STATED GOAL:
Return the rows below word for word, but leave out the pictures.

DATA LINES:
◇ ◇ ◇ ◇ ◇

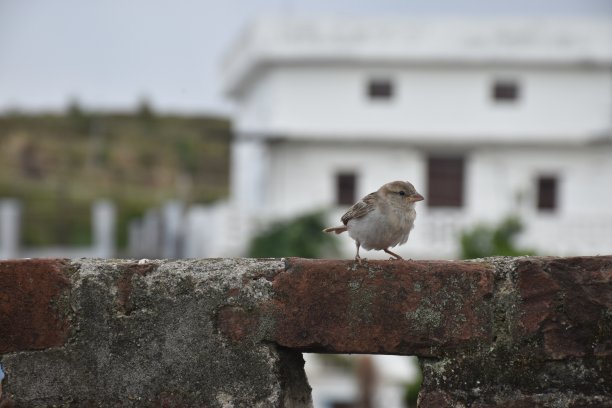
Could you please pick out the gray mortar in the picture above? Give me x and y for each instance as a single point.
(166, 348)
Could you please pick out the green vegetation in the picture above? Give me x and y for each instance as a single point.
(493, 240)
(58, 164)
(301, 237)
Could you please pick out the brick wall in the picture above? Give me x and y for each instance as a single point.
(510, 332)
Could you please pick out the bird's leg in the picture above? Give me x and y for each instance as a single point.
(357, 257)
(394, 254)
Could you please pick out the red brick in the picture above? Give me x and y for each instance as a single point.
(29, 316)
(565, 300)
(392, 307)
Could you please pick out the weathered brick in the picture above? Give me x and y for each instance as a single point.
(29, 315)
(393, 307)
(566, 302)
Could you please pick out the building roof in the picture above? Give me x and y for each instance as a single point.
(472, 41)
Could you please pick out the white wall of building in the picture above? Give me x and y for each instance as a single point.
(443, 104)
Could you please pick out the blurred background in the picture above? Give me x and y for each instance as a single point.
(181, 129)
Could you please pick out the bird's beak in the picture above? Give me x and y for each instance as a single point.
(416, 197)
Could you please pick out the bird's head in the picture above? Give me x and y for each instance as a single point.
(400, 192)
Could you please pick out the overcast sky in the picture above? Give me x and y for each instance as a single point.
(110, 54)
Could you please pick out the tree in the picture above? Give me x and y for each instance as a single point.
(301, 237)
(498, 240)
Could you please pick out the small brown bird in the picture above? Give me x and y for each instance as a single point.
(382, 219)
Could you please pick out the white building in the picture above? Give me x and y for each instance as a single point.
(485, 118)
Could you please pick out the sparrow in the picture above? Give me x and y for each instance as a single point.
(382, 219)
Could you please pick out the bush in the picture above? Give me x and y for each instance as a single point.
(498, 240)
(301, 237)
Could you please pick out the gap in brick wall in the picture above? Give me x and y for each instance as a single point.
(363, 380)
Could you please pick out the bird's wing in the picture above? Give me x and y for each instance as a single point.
(360, 209)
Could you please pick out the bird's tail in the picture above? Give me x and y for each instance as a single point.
(337, 230)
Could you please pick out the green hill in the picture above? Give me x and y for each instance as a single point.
(59, 164)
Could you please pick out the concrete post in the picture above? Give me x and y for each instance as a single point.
(104, 224)
(10, 228)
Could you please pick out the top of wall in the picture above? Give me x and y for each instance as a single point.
(444, 41)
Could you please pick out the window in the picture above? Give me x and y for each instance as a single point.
(505, 91)
(345, 188)
(445, 179)
(380, 89)
(547, 193)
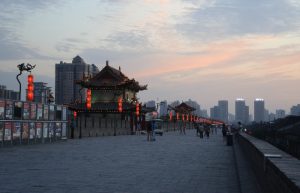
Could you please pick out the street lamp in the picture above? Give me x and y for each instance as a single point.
(22, 68)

◇ ◇ ◇ ◇ ◇

FINAL RESULT:
Could you please pick out the gray mortar in the picture above? Give me x and y for each instance as a single point.
(166, 348)
Could you please pick out the green vegetation in the picture above? Give me x and y for each instance as a single point.
(493, 240)
(58, 164)
(301, 237)
Could you please pick out the brick wall in the picture above? Give me x and y for each instance as a single point.
(510, 332)
Could you please pick out the bird's leg in the picture above? Give me x and y for each instance as a single point.
(357, 257)
(394, 254)
Could you please pick out the red brick in the picture above? Give me x and y for each instance as a single point.
(29, 316)
(565, 300)
(392, 307)
Could you please pick out the weathered brick in the picture above? Give me x and y for each instance as a single point.
(29, 315)
(393, 307)
(566, 302)
Could you please pick out the building roof in the picture above? Give me x and y for each instance as a single point.
(472, 41)
Could you please pick out the white wall of building in the picture above? Give me x and y for each instance as a single point.
(443, 104)
Could you please pick out the blurred background in the picture above? Give me x and y for each instance as a single point.
(181, 129)
Could you please pick out the bird's beak in the picture above? Give me x and y for each instance as a single point.
(416, 197)
Could you please pick out the bird's head in the picture above? Give me x and y for each instance as a single point.
(400, 192)
Could you please pick out the overcast sky in the picture above? Give me x and y for each instance as a single point.
(110, 54)
Could you please pick out the tree in the picture above? Give me x and y for each instance as a single point.
(301, 237)
(498, 240)
Could you please pick out the small brown bird in the picture above? Give me x and y for each instance as a single point.
(382, 219)
Could you please pick out the white building in the picture above? Give me x and y for each instance as a single point.
(485, 118)
Could you please pick out the sparrow in the picture above? Give me x and y for each instance as a single point.
(382, 219)
Could you please pick out the bush in the picture above? Give me x and y for each instance as a single point.
(498, 240)
(301, 237)
Could you please pick out the gap in brick wall in the picture above? Give me x and y for each instance as a single point.
(363, 380)
Could you please pick out the bird's wing in the picture above? Give me x and y for each instance as a single point.
(360, 209)
Could you please pick out the bird's tail in the picture above? Give me x and y for each instance as a single point.
(337, 230)
Could you please pick out the green hill in the picture above? Give me x and y for each instance as a single point.
(59, 164)
Could you please pick out the concrete post in the picture above? Give me x and y for each instance as a single point.
(104, 224)
(10, 228)
Could you please pick out the top of wall in the picture above? Give me x and y for each instance as a single point.
(444, 41)
Could you please pick out the window in the picture above? Give me x and y for each instance as a single point.
(505, 91)
(345, 188)
(445, 179)
(380, 89)
(547, 193)
Could you please pick out the street lamp in the picture above? Give me x and y for each instance as a single point.
(22, 68)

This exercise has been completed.